Indonesia: Enchanting Isles of Bali & Flores

Indonesia: Enchanting Isles of Bali & Flores

Discover the breathtaking beauty of the classic Indonesian Islands with its lush green hills and pristine white sands that has everyone wanting to return

Karishma Upadhyay
July 14 , 2016
11 Min Read

On an island where every view is post­card-perfect, Bali’s temples are her most iconic landmarks–the dramatic sunset and silhouettes of Uluwatu and Tanah Lot, the mist covered peaks of Mount Agung at Besakih the ‘mother temple’, the Pura Taman Ayun that translates to Garden Temple in the Water, the myste­rious ruins of Goa Gajah or the beauti­fully carved Batuan Temple complex that’s over 1,000 years old. The sunset at Uluwatu is just as spectacular as the guidebooks promise. Perched at the end of a cliff, nearly 70 metres over the crash­ing waves of the Indian Ocean, Uluwatu is overrun by tourists at all hours but more so around sunset. Even as the sun begins its daily descent, I’m ushered into an open-air arena, with the temple and the sea as the perfect backdrop to watch the hypnotic kecak dance.

Goa Gajah Temple, Ubud

About 40 men, dressed only in black-and-white checked sarongs, each with a red hibiscus planted behind their ears, sit in a circle oblivious to the steep banks of spectators that surround them. As the turquoise sky shot with intense shades of pink and copper made way for a bruised purple afterglow, their soft hum of the polyrhythmic chant: cak, cak, cak, reached a crescendo. It’s the familiar story of Sita being kidnapped by Ravana and rescued by Rama who was helped by Hanumana and Garuda. I was riveted, in part by the exquisite costumes of the main characters but mostly by the chant­ing men. Throughout the hour-long per­formance, the men sit, sway and move as one, forming a wall of sound.

The kecak, or the monkey dance as the West has come to know of it, came into its present form in the 1930s when Ger­man painter Walter Spies, one of Bali’s earliest expats, encouraged a Balinese dancer to adapt the ancient chanting to a tourist performance. I remember being mesmerised by the brief kecak scene in Tarsem Singh’s escapist fantasy The Fall about a decade ago and it was no differ­ent when I saw it live recently. The spell was broken only after good triumphed over evil and the houselights came on to facilitate selfies with Ravana and Rama.


The Balinese are just as serious about their food. The tiny island offers a smor­gasbord that will satisfy every palate and fit every budget. There are honest-to-goodness warungs (tiny road side cafés) all over the island that serve local food like babi guling (suckling pig) or Bali’s take on satay that’s called sate lembat. Ubud is where you head if you are look­ing for organic, vegan, gluten-free or macrobiotic food served in tropical gar­dens overlooking emerald green paddy fields or lily ponds. Acai berry smoothies, pancakes and quinoa pasta are menu staples in Ubud’s organic hipster cafés. Seminyak is where you head for trendy fusion food, al fresco meals with killer views or sunset drinks at beach lounges. Seafood dinners on the beach in Jim­baran are touristy but the soft crash of waves soundtracking a candle-lit meal of fresh seafood, grilled over coconut husk, is one of the simpler pleasures of Bali.

> _WORK INSTRUCTIONS_
1: From the Bali travel article, list the temples named in the first paragraph as the island's iconic landmarks.
2: According to the Bali travel article, in what decade did the kecak take its present form?

> _DATA EXCERPTS_
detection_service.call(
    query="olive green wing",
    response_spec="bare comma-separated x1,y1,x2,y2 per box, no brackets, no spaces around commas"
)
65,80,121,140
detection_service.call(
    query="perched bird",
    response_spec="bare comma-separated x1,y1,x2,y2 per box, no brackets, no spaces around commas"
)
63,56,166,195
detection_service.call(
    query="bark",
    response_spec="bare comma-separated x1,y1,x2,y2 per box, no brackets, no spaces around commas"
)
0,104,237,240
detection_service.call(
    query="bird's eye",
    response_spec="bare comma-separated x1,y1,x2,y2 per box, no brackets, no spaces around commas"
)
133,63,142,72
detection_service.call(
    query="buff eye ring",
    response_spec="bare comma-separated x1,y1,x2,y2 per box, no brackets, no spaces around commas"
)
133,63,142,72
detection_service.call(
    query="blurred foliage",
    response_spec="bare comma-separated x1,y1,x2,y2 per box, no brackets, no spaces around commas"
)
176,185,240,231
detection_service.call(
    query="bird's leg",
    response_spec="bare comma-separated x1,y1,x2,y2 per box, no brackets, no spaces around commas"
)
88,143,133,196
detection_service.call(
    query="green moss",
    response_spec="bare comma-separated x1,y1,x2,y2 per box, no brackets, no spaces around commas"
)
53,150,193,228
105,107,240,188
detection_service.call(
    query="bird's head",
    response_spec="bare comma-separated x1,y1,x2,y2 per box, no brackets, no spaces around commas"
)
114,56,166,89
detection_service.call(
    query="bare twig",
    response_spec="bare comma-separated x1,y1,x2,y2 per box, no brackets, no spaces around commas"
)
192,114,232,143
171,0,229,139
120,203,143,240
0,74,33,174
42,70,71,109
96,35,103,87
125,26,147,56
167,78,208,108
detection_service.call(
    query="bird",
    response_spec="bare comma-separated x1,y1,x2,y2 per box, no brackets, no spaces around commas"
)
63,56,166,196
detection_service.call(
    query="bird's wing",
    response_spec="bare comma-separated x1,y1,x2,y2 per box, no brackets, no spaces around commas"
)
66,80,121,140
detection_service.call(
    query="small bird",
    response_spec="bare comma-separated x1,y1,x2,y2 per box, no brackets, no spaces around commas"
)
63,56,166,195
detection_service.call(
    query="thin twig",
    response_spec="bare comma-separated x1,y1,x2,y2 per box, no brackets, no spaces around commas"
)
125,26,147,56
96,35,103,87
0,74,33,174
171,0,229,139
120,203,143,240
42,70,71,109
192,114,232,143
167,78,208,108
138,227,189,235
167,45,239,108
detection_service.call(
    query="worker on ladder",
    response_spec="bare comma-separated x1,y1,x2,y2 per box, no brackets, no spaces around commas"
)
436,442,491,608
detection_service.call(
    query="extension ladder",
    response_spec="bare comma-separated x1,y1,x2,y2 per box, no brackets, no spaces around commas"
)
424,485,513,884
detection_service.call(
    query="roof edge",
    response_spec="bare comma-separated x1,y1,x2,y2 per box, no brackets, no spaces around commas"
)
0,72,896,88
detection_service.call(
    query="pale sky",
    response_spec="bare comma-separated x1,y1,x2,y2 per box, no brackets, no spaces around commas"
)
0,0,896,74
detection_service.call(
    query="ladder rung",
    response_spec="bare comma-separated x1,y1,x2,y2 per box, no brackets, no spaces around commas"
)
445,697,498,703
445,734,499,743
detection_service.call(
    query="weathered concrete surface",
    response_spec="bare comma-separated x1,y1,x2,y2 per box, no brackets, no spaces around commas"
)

> _SOLUTIONS TO THE PROBLEMS_
1: Uluwatu, Tanah Lot, Besakih, Pura Taman Ayun, Goa Gajah, Batuan Temple complex

2: The 1930s.